[Location identification items]
┄┄┄┄┄┄┄┄┄┄┄┄┄┄┄┄┄┄┄┄

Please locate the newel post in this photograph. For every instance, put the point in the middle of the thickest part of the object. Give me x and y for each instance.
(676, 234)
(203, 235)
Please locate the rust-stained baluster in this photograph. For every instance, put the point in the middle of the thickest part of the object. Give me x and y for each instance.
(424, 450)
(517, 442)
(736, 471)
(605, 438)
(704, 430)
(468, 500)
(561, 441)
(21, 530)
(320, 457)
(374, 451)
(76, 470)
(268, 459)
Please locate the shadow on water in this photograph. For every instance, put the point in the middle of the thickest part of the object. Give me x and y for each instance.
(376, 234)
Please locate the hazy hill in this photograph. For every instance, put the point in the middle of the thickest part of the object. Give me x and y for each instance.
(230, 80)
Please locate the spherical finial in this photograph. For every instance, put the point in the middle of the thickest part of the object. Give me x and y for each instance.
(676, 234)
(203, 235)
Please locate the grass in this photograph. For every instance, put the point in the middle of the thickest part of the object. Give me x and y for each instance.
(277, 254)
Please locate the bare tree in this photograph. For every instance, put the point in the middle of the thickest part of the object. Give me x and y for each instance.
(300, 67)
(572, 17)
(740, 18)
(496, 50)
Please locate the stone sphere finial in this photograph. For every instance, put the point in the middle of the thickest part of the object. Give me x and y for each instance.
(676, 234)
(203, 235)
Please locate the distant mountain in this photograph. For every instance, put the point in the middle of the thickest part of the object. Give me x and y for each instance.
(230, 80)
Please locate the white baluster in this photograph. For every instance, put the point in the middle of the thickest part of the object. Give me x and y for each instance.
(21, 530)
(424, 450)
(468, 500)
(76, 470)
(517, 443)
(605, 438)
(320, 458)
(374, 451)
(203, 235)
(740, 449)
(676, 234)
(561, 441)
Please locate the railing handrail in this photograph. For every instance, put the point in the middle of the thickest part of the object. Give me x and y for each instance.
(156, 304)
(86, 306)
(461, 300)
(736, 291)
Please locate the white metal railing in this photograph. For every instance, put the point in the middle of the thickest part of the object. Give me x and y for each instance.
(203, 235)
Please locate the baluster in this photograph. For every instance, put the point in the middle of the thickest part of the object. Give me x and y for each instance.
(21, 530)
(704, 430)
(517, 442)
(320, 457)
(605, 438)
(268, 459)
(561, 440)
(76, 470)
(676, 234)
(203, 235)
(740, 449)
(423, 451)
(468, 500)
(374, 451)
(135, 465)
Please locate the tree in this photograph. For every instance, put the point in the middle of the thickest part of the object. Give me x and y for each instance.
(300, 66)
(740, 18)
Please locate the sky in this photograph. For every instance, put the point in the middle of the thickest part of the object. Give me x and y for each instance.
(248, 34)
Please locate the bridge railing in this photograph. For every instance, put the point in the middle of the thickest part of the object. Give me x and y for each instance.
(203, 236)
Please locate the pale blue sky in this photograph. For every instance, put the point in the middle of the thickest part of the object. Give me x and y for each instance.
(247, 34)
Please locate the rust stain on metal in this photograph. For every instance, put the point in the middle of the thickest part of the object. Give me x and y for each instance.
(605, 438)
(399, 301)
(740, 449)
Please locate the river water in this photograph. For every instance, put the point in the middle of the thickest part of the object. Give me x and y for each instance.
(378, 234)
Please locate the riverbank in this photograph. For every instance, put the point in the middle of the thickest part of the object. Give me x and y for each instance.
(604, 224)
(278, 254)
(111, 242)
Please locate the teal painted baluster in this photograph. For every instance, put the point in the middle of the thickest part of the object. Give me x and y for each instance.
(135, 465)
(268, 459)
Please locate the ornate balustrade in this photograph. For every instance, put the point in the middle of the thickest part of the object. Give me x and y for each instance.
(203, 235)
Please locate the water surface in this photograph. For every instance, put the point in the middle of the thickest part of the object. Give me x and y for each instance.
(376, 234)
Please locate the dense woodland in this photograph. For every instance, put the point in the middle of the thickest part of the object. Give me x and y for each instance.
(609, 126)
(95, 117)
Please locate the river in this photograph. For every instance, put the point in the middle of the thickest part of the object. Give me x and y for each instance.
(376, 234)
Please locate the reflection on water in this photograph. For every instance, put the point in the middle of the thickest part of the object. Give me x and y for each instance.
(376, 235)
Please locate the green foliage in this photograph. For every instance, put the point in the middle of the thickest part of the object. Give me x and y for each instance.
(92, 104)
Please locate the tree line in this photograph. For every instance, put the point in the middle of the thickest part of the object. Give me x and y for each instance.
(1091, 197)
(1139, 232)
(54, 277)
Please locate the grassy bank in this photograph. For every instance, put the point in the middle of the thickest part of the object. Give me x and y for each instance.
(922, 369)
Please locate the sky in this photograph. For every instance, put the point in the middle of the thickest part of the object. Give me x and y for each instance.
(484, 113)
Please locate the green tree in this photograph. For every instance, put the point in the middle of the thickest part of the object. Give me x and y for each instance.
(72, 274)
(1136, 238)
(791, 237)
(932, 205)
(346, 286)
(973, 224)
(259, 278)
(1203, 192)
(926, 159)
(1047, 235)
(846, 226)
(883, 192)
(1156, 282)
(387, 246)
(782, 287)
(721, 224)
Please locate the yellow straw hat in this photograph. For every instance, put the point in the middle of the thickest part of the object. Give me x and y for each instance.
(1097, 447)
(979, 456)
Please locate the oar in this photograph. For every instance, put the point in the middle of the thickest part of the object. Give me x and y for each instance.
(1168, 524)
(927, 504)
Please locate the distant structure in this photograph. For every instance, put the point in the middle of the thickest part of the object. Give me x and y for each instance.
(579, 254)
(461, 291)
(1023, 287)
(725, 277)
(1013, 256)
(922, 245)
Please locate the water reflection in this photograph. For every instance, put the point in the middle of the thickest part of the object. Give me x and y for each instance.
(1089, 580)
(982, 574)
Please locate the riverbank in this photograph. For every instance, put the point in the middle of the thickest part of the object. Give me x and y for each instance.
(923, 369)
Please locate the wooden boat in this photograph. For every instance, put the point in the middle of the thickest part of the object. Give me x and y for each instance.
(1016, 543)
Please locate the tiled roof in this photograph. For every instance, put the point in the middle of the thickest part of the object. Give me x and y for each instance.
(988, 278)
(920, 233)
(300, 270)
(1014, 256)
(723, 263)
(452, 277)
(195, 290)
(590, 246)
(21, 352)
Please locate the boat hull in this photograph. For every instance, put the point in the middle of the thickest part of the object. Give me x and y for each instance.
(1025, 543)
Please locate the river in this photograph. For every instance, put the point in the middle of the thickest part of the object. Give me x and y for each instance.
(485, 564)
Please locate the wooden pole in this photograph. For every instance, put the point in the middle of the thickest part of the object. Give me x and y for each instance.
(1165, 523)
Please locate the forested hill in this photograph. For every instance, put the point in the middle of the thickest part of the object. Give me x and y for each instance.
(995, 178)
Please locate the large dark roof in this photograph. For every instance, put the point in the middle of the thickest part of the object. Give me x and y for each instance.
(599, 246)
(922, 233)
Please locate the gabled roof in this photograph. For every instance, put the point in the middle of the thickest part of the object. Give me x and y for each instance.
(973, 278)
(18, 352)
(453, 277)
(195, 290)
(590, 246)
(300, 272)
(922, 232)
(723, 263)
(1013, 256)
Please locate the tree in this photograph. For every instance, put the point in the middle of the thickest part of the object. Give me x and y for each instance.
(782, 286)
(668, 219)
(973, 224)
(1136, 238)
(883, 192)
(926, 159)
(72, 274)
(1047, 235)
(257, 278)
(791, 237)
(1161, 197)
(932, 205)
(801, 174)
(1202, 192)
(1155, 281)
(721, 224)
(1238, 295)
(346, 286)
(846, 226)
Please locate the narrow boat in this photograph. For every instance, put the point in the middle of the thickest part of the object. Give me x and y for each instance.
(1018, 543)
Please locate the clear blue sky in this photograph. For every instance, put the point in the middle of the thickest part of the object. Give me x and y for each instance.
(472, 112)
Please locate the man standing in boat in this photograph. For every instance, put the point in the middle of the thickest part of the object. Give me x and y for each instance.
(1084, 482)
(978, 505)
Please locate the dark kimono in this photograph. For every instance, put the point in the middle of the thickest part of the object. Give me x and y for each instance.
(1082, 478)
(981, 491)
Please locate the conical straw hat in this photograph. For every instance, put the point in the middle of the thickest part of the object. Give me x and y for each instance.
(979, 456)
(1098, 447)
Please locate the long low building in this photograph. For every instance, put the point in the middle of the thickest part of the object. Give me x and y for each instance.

┄┄┄┄┄┄┄┄┄┄┄┄┄┄┄┄┄┄┄┄

**Your task:** Beginning at the line that holds "Please locate the forested", write out word for word each line through the end of the records.

**Completed task:**
Please locate the forested hill in this photograph. For every instance, put the point in the middle of the thickest part of the object. Give me x and y for each instance.
(995, 178)
Please locate the large dark roof in this photograph. For every instance, put the point in the middle of the thickest part of the object. Give me x and y for each instance.
(599, 246)
(922, 233)
Please locate the gabled roof in this photograph. For every instance, put the point in the middle of the thickest part of the object. Give me x and y for each instance.
(973, 278)
(18, 352)
(453, 277)
(195, 290)
(590, 246)
(300, 272)
(922, 232)
(723, 263)
(1013, 256)
Please locate the tree in this photograph. For every instance, put the point in the middle of the thickest part of the object. Give me x and y for each instance.
(782, 286)
(668, 219)
(973, 224)
(1136, 238)
(883, 192)
(926, 159)
(72, 274)
(1047, 235)
(257, 278)
(791, 237)
(1161, 197)
(932, 205)
(801, 174)
(1202, 192)
(1155, 281)
(721, 224)
(1238, 295)
(346, 286)
(846, 226)
Please locate the narrow boat in this photograph. For every instance, put the point in the middle of the thickest part of the object. Give me x and y for each instance.
(1018, 543)
Please locate the clear blue sky in this photograph. For every instance, put the point in the middle of the thickest part of the object. Give me x and y for each instance.
(472, 112)
Please locate the man standing in boat in this photograph. For every instance, put the point in the middle of the thickest part of the object. Give me x and y for each instance.
(1084, 482)
(978, 505)
Please locate the dark kimono in this photograph. For every instance, put the point in the middle of the thickest part of the object. Give me x and y for each instance.
(1082, 478)
(981, 491)
Please locate the conical straw hat in this photograph. For every instance, put the point in the middle of the thickest part of the object. Give me x and y for each instance.
(979, 456)
(1098, 447)
Please locate the long low building in this photograph. For every instance, put the point in the middle of the thickest part of the object. Give me x and y for each instance.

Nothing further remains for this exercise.